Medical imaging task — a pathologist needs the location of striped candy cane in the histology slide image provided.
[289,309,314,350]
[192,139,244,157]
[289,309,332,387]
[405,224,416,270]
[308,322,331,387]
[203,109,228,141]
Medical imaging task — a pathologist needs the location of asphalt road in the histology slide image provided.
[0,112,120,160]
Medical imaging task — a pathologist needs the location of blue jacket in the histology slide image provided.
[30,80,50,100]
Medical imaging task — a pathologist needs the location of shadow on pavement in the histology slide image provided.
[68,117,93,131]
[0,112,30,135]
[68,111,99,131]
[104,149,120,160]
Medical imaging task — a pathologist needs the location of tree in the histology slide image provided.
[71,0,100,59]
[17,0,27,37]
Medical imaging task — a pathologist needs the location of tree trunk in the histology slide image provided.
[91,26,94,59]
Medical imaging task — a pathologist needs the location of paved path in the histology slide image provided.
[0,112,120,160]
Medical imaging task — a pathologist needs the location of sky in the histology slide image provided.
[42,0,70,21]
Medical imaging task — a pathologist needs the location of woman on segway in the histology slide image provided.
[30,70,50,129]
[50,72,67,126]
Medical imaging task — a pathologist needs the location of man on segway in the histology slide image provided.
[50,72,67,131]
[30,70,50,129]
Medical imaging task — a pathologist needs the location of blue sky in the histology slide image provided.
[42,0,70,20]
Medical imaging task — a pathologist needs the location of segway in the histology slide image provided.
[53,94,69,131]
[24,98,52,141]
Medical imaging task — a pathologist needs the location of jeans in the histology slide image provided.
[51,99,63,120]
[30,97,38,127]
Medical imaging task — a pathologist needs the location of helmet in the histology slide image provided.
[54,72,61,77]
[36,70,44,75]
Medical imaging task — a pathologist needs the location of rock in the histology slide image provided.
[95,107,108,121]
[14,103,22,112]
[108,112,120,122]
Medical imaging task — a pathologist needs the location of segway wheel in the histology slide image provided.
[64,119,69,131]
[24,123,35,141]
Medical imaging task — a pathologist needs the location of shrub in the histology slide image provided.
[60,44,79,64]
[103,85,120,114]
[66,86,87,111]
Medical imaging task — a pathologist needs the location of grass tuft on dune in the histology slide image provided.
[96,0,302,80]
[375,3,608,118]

◇ ◇ ◇ ◇ ◇

### Brief
Rewrite the records above, replacing "segway" with "scooter" wherever it appears and leaving everything else unchanged.

### Response
Medical imaging task — a pathologist needs the location of striped candy cane in the histology slide image provided.
[289,309,314,350]
[192,139,244,157]
[289,309,332,387]
[405,224,416,270]
[308,322,331,387]
[203,109,228,141]
Medical imaging task — a pathologist needs the location of asphalt road in the histology slide image provided.
[0,112,120,160]
Medical imaging task — a pathologist needs the location of blue jacket in the histology slide image provided.
[30,80,50,100]
Medical imaging task — a pathologist needs the location of shadow on pavement in the histology slide image provided.
[68,117,93,131]
[0,112,30,135]
[68,111,99,131]
[104,149,120,160]
Medical imaging task — a pathologist needs the location of tree in the histology slide image provided.
[71,0,100,59]
[17,0,27,37]
Medical imaging task — a pathologist needs the location of tree trunk in the histology slide image provided.
[91,26,94,59]
Medical imaging task — a pathologist needs the location of paved path in the histology slide image provided.
[0,112,120,160]
Medical imaging task — a pathologist needs the location of sky in the histology slide image provided.
[42,0,70,21]
Medical imaging task — a pathologist needs the location of woman on scooter in the histology slide image provided.
[30,70,50,129]
[50,72,67,126]
Medical imaging task — a pathologist needs the location of man on scooter in the histology slide image provided.
[50,72,67,131]
[30,70,50,129]
Medical imaging task — a pathologist needs the location of blue sky in the histology slide image provided.
[42,0,70,20]
Medical imaging task — a pathologist needs the location of scooter in the histology slide image provided.
[53,94,69,131]
[24,98,52,141]
Medical imaging task — a pathologist needs the location of jeans in the histology slide image provided.
[51,99,63,120]
[30,97,38,127]
Medical imaging task — a pathologist needs the location of helmet in the histology slide image provided.
[54,72,61,77]
[36,70,44,75]
Medical imaging task — a pathologist needs the location of rock in the histology slide image provided.
[95,107,108,121]
[14,103,22,112]
[108,112,120,122]
Medical imaging task — a pathologist needs the location of scooter wheel in the histology slide image provided.
[64,119,69,131]
[24,123,35,141]
Medical imaging task — a pathologist needs the location of shrub in the histology slide image provided.
[60,44,79,64]
[103,85,120,114]
[66,86,87,111]
Medical imaging task — a pathologist needs the location of grass tuft on dune in the histology slide image provided.
[96,0,302,80]
[375,3,608,118]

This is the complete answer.